- RECORDS TO PROCESS -
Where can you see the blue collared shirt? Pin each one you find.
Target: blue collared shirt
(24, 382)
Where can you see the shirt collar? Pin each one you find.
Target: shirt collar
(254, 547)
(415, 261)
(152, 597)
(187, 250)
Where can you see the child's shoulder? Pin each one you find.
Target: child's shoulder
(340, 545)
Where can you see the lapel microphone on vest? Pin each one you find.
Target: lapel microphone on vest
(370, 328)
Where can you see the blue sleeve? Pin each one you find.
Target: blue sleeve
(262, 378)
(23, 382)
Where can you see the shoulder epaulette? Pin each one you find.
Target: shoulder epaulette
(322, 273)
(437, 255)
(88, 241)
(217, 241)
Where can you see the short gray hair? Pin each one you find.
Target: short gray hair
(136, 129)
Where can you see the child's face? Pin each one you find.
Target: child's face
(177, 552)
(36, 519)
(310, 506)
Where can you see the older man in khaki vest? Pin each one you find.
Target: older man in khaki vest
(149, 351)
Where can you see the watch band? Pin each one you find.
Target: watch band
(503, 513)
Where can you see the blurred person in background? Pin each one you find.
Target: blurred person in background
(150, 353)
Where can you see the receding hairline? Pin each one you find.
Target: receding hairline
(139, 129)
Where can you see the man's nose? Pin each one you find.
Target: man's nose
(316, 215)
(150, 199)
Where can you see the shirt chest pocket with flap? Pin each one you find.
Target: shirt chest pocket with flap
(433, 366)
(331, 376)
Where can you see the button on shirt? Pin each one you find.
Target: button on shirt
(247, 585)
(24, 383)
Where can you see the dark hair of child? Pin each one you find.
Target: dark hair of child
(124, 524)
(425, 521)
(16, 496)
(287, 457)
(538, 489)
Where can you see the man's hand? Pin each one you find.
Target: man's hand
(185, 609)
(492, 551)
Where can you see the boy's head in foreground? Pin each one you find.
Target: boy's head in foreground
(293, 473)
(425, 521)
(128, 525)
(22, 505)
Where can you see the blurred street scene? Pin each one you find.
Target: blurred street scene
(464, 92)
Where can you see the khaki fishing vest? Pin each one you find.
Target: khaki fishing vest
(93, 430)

- TASK TO CARRY OUT -
Restate the data above word for word. Leave nothing out.

- OUTPUT FOR THIS TASK -
Where can you see the blue collared shirt? Pin each one you find.
Target: blue collared shirt
(24, 382)
Where can you see the shirt collar? Pin each one you find.
Target: shirt collar
(254, 547)
(415, 261)
(152, 597)
(187, 250)
Where can you see the child's shoulder? Pin each one you find.
Target: child's shoulder
(340, 545)
Where can you see the lapel microphone on vest? Pin each one you find.
Target: lapel microphone on vest
(370, 328)
Where can you see the blue sleeve? Pin each one you find.
Target: blue sleeve
(262, 378)
(23, 382)
Where can you see the shoulder epaulette? Pin each one you find.
Target: shoulder epaulette
(322, 273)
(437, 255)
(88, 241)
(217, 241)
Where can you see the short gray hair? Pin each one you find.
Target: short gray hair
(136, 129)
Where can you see the child's face? Pin each one you find.
Target: child's face
(177, 552)
(36, 519)
(310, 506)
Where can you see the older man in khaki vest? Pin each one you find.
Target: older man in khaki vest
(149, 351)
Where can you see the watch band? Pin each one you find.
Target: watch band
(503, 513)
Where can you see the blurred person in background? Pin each one you find.
Target: blurred person in background
(150, 353)
Where can you see the receding hairline? Pin each one you find.
Target: receding hairline
(139, 129)
Where can you see the man's nose? Pin each one you find.
Target: man's nose
(316, 215)
(150, 199)
Where can you see the shirt chest pocket with flap? Pin each one you find.
Target: shirt chest pocket with flap
(433, 366)
(331, 376)
Where can you see the button on shirt? Pin each one you find.
Target: button on shirt
(247, 585)
(24, 383)
Where can you see the dark hair of child? Pin each one you find.
Target: dark hair of child
(124, 524)
(425, 521)
(16, 496)
(287, 457)
(538, 489)
Where can you see the man's hand? Pin each one you find.
Target: man's hand
(185, 609)
(492, 551)
Where can you see the boy's head in foreground? Pin each one you find.
Target: boy's head in foreground
(293, 473)
(425, 521)
(128, 525)
(22, 505)
Where can you see the blurred street scene? Pin each one you find.
Target: blurred street scene
(464, 92)
Where can you see the khaki fishing vest? Pin each one you find.
Target: khaki fishing vest
(93, 430)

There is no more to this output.